(Rows from a pointing dataset)
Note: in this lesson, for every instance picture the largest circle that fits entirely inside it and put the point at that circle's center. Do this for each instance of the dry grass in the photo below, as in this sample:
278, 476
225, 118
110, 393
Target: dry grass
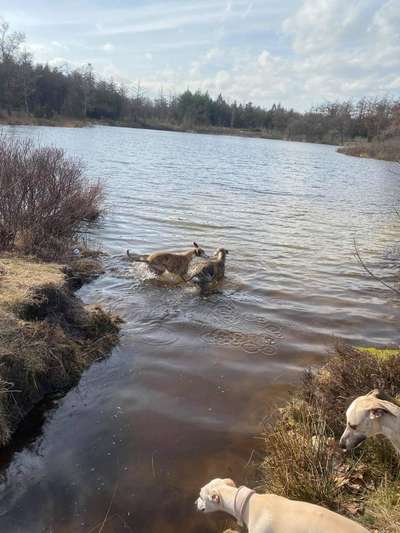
383, 507
47, 336
388, 149
302, 457
22, 275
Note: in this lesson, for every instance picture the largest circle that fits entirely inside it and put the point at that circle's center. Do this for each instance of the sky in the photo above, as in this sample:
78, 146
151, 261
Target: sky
296, 52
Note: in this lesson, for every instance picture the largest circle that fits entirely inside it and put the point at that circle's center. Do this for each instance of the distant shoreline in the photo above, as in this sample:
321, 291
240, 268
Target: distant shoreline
69, 122
386, 150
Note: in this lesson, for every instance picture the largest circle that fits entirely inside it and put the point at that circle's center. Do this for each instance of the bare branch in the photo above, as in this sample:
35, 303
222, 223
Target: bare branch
369, 271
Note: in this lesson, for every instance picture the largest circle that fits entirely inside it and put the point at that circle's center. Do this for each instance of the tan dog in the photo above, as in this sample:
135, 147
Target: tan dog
173, 262
212, 269
372, 414
268, 513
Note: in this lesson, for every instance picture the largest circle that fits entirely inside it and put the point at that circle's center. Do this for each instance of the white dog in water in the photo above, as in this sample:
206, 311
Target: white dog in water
372, 414
268, 513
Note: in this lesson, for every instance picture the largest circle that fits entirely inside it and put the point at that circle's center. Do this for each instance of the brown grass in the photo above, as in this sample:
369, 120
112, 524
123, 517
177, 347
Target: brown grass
302, 458
47, 336
388, 149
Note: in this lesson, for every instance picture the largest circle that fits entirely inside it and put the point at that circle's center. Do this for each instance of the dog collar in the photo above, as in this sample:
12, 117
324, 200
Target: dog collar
242, 497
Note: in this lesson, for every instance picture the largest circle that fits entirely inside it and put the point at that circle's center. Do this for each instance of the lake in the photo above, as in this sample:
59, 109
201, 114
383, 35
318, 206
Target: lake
183, 398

◆ Instructions to follow
Leave out the pictures and restate everything else word for word.

◆ Completed task
Note: in this lesson, for every instance picture the largest circle that fits entirely inside it and put the point at that circle's center. Do this for each instance of the dry grass in the photo below, as in this sample:
278, 476
225, 118
110, 393
Target: dry grass
383, 507
47, 336
388, 149
302, 457
22, 275
Note: in this lesson, for every instance picture the largest circle that fits entirely inside it and put the point at that circle's center. Do this for each instance of the sky in the photo above, as in this sample:
78, 146
151, 261
Target: sky
296, 52
Note: in this lesson, for every instance picture the largest circle that fits entirely inside it and put the point at that circle's center. Do this for each instance of the distant shoreline in the photo above, as in this sample:
321, 291
240, 268
Target: distant shoreline
69, 122
386, 150
Note: in this lesson, for every instance picture the largest circle that fits entirely inside it and put the point at that circle's center. Do this for each instance of the bare branch in the photo above, as in this sample:
35, 303
222, 223
Target: bare branch
369, 271
Note: in this lesson, for every instance picture the largest circle that fits entirely inside it and put the point at that circle's center. Do this for each instance of the tan dog in the photo above, as in this sample:
135, 147
Target: tan dog
173, 262
212, 269
372, 414
268, 513
Note: in this lesson, for every instance picture the largest circle that fits entirely inside it and put the point at that circle's center. Do this for each instance of the white dog in water in the photo above, as in this sample:
206, 311
Target: white dog in water
372, 414
268, 513
Note: in this lesson, for every instance picture the largest circle that fits entirely inside it and put the point at that circle's center. Do this for each instance of the brown grass in the photo above, as in this sample:
369, 120
112, 524
123, 517
177, 347
Target: brown grass
302, 458
47, 336
388, 149
Note: in this lesson, for every instance picture the largest circle that fits entirely inside it and put the point at that circle's center. Do this for each instance of the dog collar in the photo above, as in this sample:
12, 117
324, 200
Target: dog collar
242, 497
Note: in this lesson, for every instance picture the largest circle that fits entirely inside it and put the point at that circle's center. Do this for each instance of the lake in the photo above, as in this sample:
59, 109
201, 114
383, 35
318, 206
Target: lake
183, 398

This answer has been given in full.